Passage.
%%
In [4]:
from pyspark.sql import SparkSession
from pyspark.sql.functions import *
from pyspark.ml.feature import Tokenizer, StopWordsRemover, CountVectorizer, HashingTF, IDF
from pyspark.ml import Pipeline

# Initialize Spark Session with proper configurations
spark = SparkSession.builder \
    .appName("ChicagoNightlife") \
    .config("spark.driver.memory", "4g") \
    .config("spark.executor.memory", "4g") \
    .config("spark.driver.extraJavaOptions", "-Dio.netty.tryReflectionSetAccessible=true") \
    .config("spark.executor.extraJavaOptions", "-Dio.netty.tryReflectionSetAccessible=true") \
    .master("local[*]") \
    .getOrCreate()

# Load and process data
posts_df = spark.read.csv('../../notebooks/venue_posts.csv', header=True, inferSchema=True)
comments_df = spark.read.csv('../../notebooks/venue_comments.csv', header=True, inferSchema=True)
users_df = spark.read.csv('../../notebooks/venue_users.csv', header=True, inferSchema=True)

# Join DataFrames
combined_df = posts_df.join(comments_df, "post_id", "left") \
    .join(users_df, posts_df.author == users_df.username, "left")

In [6]:
combined_df.head()

Row(post_id='1e0xyrh', title='XSport Fitness is sold to LA Fitness', author='Minimum_Device_6379', score='609', created_utc='2024-07-11 14:52:55', venue='CLUB ABERDEEN INC', subreddit='chicago', comment_id='lcqyaan', author='todosdelosbutts', body='This will be the death knell.', score=None, created_utc=None, username='Minimum_Device_6379', created_utc=datetime.datetime(2021, 2, 9, 23, 48, 34), comment_karma=3456, link_karma=2828, comment_id=None)

In [22]:
def clean_data(df):
    # Remove null values for available columns
    cleaned_df = df.dropna(subset=['title', 'post_id', 'author', 'score', 'created_utc', 'venue', 'subreddit'])
    
    # Convert timestamps
    cleaned_df = cleaned_df.withColumn('post_date', 
        to_timestamp(col('created_utc')))
%%
Exercise data.
%%
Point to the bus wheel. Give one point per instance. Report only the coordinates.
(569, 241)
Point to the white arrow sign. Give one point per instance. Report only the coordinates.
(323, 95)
%%
%%
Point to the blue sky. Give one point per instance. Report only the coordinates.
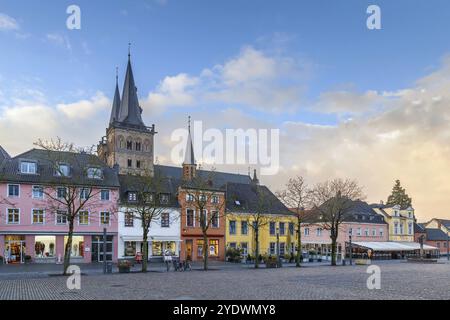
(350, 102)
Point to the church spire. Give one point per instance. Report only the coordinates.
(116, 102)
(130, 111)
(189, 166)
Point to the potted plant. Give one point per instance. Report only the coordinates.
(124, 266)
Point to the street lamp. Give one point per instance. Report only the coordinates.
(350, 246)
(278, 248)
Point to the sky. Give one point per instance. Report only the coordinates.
%%
What is asked.
[1] List every class the PySpark notebook imports from pyspark.ml.feature.
[2] Format the records as a JSON list of strings, one string per line and blank lines left out. Start with the line containing "Point to the church" and go on through the line containing "Point to the sky.".
The PySpark notebook and the records have nothing to do with each other.

Exercise solutions.
[1] Tokenizer, StopWordsRemover, CountVectorizer, HashingTF, IDF

[2]
[
  "Point to the church spire. Give one point per instance. Report only the coordinates.",
  "(116, 102)",
  "(130, 111)",
  "(189, 166)",
  "Point to the potted plant. Give one point per instance. Report only the coordinates.",
  "(124, 266)",
  "Point to the street lamp. Give one point per instance. Report only the coordinates.",
  "(350, 246)",
  "(278, 248)",
  "Point to the sky. Give one point per instance. Report only the coordinates."
]